**Work instruction**:
Go through the data below and transcribe it exactly. Omit the images.

**Given records**:

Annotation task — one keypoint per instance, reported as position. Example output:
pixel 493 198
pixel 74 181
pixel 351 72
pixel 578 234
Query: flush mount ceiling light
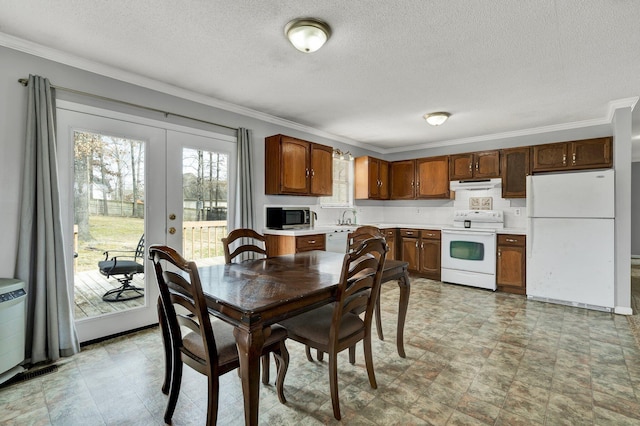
pixel 436 118
pixel 307 34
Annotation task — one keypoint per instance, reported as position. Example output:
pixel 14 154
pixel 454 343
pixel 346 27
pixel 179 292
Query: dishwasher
pixel 336 241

**Response to this task**:
Annotation task — one keypoint per instance, reported as position. Example output:
pixel 493 198
pixel 74 181
pixel 351 72
pixel 578 234
Query: flush mount ceiling light
pixel 436 118
pixel 307 34
Annotation task — one keypoint per instance, reported as position. Example output:
pixel 14 154
pixel 454 343
pixel 346 27
pixel 179 292
Query: dishwasher
pixel 336 241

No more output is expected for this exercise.